## TAREFA 1
Na crônica sobre os óculos perdidos, onde estavam os óculos que o paciente procurava na sala de espera?
## TAREFA 2
Traduza para o inglês esta frase da crônica sobre os óculos perdidos: «Dá-se conta, de repente, explodindo em gargalhadas, que o “objeto perdido” estava pendurado no pescoço o tempo todo.»
## TAREFA 3
Prossiga a crônica sobre os óculos perdidos depois da última frase apresentada.

## TEXTO DO EXERCÍCIO

- - - - - - -

Meus óculos, cadê eles?
*Por Cesar Vanucci
“Raramente você encontra um texto que informe e
distraia ao mesmo tempo. Martha Lear faz as duas coisas.”
(Mary Tyler Moore, crítica literária estadunidense)
Sala de espera na clínica de olhos. Um paciente movimenta-se de um lado pra outro, com visível preocupação, à cata dos óculos. Dá-se conta, de repente, explodindo em gargalhadas, que o “objeto perdido” estava pendurado no pescoço o tempo todo. O episódio cria ensancha para um bate-papo animado, com relatos bem-humorados de casos parecidos. Participante da conversa, comprometo-me a falar, neste acolhedor espaço, de um livro que trata justamente lapsos de memória envolvendo pessoas comuns em suas vivências cotidianas.
Você já se perguntou hoje, um tantinho ansioso, “Cadê meus óculos?” Já? Saiba, então, cá entre nós, que não foi o único a fazer essa pergunta. Milhões de criaturas, em tudo quanto é canto, tanto quanto você, perdem sempre, momentaneamente, a noção de onde deixaram os óculos durante a execução de alguma tarefa em casa ou na rua.

- - - - - - -

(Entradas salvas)
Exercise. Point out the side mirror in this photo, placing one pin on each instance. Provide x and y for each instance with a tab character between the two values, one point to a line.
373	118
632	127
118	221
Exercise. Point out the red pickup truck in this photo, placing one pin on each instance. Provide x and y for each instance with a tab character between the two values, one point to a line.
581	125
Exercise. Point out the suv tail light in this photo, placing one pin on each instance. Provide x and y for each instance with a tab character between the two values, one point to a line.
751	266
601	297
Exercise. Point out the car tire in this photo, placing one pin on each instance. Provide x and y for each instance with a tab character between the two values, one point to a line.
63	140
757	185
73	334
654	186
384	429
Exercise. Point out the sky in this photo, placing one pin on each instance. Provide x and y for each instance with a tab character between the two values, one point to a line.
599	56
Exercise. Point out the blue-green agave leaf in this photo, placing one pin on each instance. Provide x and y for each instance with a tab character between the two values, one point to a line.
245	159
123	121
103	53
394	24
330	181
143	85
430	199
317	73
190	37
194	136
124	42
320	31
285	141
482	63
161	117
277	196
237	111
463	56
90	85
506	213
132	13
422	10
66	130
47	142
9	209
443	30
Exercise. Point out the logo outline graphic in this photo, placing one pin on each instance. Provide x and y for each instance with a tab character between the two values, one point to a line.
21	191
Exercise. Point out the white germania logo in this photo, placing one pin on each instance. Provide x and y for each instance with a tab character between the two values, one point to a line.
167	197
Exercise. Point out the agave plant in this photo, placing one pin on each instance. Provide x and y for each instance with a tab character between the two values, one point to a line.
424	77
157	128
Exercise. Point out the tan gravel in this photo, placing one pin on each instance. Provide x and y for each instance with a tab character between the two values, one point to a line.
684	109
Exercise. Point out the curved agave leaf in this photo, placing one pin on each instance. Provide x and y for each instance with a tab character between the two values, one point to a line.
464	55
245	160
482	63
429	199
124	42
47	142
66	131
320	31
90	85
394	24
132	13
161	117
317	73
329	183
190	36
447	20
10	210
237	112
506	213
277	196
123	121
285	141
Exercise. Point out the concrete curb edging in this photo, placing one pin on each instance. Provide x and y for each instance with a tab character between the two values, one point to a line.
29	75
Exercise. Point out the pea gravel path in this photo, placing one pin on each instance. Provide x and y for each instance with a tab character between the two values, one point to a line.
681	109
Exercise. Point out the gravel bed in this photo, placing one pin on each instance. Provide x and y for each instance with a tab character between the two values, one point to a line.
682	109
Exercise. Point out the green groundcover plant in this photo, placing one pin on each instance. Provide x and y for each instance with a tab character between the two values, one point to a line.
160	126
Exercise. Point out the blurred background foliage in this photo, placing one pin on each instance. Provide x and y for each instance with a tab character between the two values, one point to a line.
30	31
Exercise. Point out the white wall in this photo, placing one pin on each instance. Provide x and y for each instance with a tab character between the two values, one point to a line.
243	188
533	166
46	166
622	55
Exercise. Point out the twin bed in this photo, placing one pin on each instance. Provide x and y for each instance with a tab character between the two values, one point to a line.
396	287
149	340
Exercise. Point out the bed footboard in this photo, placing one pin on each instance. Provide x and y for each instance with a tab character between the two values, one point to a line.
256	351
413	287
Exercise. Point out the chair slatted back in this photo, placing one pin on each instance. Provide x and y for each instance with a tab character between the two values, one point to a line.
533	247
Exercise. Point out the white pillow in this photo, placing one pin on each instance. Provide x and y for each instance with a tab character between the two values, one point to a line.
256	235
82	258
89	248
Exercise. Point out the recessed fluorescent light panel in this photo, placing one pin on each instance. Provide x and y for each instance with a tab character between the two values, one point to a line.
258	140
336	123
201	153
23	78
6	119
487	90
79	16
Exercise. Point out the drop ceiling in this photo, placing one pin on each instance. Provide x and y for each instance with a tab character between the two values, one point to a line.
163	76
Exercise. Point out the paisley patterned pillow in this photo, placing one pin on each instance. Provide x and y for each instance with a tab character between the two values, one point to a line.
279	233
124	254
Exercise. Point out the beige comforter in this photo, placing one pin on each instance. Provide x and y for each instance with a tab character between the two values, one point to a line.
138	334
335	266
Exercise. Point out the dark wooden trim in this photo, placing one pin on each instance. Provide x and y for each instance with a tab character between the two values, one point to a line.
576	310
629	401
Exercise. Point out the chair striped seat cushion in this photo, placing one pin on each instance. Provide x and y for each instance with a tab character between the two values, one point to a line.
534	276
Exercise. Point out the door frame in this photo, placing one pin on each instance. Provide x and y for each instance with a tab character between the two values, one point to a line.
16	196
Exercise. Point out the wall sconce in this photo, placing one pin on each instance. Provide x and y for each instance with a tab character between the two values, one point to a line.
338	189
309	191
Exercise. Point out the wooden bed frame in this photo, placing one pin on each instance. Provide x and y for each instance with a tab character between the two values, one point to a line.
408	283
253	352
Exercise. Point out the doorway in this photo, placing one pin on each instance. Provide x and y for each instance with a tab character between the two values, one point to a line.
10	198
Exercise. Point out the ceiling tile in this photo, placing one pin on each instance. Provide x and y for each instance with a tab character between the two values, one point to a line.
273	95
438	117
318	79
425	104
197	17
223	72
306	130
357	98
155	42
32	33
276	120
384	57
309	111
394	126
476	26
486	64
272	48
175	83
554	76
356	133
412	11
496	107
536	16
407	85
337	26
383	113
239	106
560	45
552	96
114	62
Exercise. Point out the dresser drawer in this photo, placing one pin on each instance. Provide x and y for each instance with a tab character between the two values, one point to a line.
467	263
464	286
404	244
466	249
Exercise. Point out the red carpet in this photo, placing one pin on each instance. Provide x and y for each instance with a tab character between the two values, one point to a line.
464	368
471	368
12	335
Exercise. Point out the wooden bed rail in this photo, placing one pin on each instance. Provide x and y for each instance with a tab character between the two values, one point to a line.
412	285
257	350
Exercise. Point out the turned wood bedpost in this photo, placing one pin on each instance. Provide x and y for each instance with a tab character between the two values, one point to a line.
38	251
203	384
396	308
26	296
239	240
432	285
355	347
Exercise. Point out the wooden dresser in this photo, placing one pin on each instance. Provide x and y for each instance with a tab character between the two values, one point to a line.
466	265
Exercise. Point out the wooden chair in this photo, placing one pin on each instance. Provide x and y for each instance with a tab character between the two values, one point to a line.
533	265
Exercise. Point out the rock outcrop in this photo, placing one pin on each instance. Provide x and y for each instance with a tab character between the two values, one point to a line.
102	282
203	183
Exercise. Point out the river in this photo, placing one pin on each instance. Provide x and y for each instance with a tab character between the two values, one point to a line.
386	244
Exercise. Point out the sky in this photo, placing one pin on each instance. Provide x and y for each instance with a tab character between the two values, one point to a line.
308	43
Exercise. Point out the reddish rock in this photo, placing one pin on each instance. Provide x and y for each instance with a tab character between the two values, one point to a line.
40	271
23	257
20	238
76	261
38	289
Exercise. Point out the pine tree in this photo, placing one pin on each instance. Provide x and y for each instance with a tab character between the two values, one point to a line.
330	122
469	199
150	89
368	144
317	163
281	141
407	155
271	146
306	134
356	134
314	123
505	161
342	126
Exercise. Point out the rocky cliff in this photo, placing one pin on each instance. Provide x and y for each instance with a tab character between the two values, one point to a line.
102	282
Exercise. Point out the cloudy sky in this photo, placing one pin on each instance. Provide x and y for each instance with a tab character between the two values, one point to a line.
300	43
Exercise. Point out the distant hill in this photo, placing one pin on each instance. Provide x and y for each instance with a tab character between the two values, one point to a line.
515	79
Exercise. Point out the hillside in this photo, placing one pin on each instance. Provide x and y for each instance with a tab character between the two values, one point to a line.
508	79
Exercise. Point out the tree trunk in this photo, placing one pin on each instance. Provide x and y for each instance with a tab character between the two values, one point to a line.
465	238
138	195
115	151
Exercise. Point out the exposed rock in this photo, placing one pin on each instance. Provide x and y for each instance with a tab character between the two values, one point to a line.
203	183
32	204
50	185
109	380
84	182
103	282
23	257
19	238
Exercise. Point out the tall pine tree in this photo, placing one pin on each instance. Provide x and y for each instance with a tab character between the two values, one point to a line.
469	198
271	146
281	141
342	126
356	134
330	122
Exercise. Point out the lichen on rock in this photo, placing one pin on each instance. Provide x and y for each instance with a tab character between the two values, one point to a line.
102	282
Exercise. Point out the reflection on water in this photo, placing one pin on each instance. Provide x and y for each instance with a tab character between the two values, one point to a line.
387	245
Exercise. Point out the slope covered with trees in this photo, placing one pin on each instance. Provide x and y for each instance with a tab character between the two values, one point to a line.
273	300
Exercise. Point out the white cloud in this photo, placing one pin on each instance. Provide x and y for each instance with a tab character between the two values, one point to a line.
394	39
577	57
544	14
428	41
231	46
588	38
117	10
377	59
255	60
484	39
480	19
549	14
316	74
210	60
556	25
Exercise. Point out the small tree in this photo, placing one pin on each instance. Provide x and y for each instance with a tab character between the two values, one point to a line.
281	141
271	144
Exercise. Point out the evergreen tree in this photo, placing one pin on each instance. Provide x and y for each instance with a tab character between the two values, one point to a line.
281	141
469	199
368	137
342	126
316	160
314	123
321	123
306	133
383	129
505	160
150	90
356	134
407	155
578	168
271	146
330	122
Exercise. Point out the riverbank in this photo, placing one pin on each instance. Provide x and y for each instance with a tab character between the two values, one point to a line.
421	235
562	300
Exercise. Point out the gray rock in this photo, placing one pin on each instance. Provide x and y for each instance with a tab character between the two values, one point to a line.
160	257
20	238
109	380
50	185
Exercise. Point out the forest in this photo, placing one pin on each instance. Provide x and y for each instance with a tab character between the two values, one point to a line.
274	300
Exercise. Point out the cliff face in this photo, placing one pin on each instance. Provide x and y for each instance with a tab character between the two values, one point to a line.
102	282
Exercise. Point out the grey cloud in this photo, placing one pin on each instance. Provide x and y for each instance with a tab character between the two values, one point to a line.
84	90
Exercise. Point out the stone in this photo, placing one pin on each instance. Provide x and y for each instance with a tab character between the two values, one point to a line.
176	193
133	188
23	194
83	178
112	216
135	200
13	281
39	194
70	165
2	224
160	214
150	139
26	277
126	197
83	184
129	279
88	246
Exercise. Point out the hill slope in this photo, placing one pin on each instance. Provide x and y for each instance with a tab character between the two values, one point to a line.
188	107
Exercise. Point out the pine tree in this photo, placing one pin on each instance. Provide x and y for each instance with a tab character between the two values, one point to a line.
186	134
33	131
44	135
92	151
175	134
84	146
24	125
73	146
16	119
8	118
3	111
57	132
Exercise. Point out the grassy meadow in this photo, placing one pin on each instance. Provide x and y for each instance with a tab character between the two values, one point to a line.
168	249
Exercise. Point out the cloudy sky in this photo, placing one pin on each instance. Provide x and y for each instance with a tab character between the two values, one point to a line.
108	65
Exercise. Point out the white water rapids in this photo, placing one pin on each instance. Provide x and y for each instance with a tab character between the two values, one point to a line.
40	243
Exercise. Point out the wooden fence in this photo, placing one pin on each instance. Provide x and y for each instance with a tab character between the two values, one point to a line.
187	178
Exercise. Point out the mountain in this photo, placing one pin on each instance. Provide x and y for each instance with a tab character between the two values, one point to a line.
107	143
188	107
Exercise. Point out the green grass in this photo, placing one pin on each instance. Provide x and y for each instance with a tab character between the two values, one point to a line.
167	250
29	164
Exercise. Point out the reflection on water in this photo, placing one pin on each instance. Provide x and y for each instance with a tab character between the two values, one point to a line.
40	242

- - - - - - -

## RESPOSTA 1
Pendurados no pescoço dele o tempo todo.

## RESPOSTA 2
He suddenly realizes, bursting into laughter, that the "lost object" had been hanging around his neck the whole time.

## RESPOSTA 3
Isso aí. Todos nos defrontamos, no curso da lufa-lufa cotidiana, com esses inesperados lapsos de memória. Uns mais, outros menos. Martha Weinman Lear, jornalista estadunidense, especializada em comportamento, cultura e ética na medicina, com clareza e esfuziante bom humor, propõe-se no livro “Onde deixei meus óculos?” a explicar tintim por tintim muita coisa que apreciaríamos saber sobre a perda da memória e como minimizar e conviver com os problemas dela derivados.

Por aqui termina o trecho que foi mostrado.